── Exercise inputs ──

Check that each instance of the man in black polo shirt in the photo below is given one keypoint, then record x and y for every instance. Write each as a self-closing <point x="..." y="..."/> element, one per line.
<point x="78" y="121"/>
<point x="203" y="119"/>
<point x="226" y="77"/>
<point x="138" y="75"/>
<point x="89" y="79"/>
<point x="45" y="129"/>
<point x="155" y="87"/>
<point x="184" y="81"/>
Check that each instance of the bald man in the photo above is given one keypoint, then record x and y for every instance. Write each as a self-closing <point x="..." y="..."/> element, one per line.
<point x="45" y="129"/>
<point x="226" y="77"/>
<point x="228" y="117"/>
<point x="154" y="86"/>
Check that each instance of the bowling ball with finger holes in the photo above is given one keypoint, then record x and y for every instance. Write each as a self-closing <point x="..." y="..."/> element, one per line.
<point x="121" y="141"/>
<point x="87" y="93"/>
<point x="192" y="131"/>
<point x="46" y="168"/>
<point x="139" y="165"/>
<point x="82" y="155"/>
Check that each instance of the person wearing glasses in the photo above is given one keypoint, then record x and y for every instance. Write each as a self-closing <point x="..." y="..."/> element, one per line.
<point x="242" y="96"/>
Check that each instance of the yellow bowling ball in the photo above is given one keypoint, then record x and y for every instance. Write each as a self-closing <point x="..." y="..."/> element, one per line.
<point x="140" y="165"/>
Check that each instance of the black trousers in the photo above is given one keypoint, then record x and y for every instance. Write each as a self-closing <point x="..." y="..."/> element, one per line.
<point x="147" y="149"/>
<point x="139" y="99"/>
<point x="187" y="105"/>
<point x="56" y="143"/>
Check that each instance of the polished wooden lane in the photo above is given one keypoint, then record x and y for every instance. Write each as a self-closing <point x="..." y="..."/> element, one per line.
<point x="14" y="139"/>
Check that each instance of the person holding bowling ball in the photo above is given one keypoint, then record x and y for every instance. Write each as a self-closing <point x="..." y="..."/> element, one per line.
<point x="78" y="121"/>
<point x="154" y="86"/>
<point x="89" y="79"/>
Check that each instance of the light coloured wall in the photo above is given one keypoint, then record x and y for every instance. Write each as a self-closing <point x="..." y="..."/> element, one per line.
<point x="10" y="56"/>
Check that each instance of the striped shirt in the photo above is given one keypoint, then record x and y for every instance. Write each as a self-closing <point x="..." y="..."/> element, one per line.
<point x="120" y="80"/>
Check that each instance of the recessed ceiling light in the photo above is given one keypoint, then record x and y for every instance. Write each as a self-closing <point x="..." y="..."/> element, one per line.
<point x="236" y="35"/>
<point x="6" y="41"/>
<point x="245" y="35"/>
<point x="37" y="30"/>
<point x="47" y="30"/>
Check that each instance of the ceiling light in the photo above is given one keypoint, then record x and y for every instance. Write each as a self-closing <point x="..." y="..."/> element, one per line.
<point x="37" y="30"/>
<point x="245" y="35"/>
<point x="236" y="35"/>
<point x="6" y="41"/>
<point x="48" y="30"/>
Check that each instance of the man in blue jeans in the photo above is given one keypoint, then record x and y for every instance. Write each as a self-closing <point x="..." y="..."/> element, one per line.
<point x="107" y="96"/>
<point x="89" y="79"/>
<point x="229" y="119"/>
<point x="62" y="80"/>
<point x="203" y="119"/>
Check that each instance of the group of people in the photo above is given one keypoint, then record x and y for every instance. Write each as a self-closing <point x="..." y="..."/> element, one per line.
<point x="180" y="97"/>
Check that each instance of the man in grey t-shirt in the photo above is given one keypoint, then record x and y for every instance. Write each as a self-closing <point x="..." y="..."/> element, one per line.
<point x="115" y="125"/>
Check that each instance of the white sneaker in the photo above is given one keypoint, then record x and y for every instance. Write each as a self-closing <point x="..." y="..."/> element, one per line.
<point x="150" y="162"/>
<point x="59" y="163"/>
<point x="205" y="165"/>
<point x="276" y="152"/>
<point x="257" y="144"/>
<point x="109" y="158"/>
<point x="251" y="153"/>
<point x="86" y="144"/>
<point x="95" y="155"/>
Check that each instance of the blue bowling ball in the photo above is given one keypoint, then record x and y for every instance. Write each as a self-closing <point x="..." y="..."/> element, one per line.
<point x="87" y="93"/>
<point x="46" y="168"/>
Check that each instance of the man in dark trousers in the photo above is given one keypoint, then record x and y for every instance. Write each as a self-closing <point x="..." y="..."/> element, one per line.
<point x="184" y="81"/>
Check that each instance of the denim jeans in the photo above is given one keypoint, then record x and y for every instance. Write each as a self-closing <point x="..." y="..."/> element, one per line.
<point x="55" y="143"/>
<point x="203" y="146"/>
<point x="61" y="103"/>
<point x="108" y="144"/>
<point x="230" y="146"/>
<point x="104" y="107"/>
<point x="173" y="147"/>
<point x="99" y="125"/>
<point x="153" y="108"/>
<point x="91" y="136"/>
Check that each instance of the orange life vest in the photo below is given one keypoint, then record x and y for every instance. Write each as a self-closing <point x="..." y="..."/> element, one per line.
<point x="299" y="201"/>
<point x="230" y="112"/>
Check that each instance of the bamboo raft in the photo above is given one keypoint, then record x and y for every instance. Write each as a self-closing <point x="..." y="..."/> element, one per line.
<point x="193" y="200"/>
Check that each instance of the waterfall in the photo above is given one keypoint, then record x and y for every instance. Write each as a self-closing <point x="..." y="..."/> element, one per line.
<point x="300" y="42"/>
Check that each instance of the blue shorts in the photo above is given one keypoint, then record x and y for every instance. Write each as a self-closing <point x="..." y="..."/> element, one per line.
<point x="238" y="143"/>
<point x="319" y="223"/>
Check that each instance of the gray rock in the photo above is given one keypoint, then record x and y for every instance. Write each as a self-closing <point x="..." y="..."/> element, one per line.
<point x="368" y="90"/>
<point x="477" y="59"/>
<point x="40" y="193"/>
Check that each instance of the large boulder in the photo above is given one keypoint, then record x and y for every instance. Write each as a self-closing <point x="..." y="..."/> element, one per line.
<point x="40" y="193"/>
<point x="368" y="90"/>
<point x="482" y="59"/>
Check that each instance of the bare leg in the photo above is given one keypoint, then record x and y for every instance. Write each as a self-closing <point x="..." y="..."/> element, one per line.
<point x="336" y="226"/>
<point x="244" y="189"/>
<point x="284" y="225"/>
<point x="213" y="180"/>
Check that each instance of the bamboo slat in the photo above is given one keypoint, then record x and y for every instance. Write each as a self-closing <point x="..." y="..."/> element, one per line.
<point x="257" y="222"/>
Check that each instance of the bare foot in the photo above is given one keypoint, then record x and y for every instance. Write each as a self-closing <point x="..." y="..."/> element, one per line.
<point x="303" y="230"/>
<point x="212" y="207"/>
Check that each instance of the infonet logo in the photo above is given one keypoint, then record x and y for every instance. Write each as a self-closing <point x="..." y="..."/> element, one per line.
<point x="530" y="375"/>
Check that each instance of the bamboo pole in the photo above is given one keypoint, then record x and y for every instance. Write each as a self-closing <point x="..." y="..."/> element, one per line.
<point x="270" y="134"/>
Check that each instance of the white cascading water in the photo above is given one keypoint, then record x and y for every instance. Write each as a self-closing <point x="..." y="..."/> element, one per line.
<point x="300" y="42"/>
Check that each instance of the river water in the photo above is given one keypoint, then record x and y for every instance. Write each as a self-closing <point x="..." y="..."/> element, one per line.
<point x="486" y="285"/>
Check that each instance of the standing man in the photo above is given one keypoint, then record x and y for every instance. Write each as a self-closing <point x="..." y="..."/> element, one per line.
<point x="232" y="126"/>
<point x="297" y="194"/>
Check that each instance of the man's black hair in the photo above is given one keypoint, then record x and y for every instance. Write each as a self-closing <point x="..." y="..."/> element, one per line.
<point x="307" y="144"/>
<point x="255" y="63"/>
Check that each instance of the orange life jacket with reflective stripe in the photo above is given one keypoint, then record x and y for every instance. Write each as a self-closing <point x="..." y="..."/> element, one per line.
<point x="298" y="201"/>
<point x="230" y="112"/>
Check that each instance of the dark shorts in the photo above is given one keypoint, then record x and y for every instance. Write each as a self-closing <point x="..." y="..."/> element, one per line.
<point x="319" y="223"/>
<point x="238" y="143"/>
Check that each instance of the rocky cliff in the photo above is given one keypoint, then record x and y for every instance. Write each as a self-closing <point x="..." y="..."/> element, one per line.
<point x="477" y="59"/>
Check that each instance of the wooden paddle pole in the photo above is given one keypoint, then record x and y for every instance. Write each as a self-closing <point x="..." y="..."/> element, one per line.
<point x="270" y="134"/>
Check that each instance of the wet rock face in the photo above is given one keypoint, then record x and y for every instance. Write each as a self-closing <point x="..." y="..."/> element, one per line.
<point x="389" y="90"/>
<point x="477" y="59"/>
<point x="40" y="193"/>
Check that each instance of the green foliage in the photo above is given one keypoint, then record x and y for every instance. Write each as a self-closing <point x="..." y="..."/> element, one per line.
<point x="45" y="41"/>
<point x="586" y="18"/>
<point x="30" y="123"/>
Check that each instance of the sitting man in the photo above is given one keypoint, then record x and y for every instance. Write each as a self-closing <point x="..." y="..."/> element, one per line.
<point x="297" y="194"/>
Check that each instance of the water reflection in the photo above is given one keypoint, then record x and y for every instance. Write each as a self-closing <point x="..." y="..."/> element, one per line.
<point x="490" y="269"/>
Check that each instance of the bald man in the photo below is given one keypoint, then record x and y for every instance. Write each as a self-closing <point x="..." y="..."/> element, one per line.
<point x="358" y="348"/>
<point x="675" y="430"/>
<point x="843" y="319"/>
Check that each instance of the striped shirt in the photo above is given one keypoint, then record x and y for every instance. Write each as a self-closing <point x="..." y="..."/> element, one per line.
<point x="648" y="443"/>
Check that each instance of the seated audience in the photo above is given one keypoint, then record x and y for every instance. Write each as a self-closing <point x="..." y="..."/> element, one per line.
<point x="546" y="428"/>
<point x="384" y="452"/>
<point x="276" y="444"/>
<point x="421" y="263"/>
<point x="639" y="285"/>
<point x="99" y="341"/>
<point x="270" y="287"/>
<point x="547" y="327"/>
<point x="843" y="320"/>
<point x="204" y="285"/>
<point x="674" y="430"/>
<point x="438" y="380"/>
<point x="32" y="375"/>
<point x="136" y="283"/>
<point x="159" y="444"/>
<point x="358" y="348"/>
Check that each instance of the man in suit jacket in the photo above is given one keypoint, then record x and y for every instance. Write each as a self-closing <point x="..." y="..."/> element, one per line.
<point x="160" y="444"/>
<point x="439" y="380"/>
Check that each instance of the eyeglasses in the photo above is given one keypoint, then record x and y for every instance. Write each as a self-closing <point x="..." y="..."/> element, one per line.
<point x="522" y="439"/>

───

Repeat, with no changes, each line from the one with "Check that each instance of the seated" to the end of the listing, including both ends and nothing else.

- **Final result**
Check that each instance of the seated audience in the photo above is given one keypoint, then record x and y for every instance. Write each as a self-closing <point x="..." y="..."/> element, one per line.
<point x="546" y="428"/>
<point x="384" y="452"/>
<point x="276" y="444"/>
<point x="421" y="263"/>
<point x="639" y="285"/>
<point x="99" y="341"/>
<point x="270" y="287"/>
<point x="547" y="327"/>
<point x="843" y="320"/>
<point x="204" y="285"/>
<point x="674" y="430"/>
<point x="438" y="380"/>
<point x="32" y="375"/>
<point x="136" y="283"/>
<point x="159" y="444"/>
<point x="358" y="348"/>
Check that each instance of the man in suit jacket in the photo above is given one keypoint, then record x and y for every instance. Write each as a self-closing <point x="..." y="..."/> element, one per line.
<point x="160" y="444"/>
<point x="439" y="380"/>
Check that each instance of the eyeglasses in the photo above is given one keypoint, then record x and y for every instance. Write each as a self-closing <point x="..." y="..."/> element, one per line.
<point x="522" y="439"/>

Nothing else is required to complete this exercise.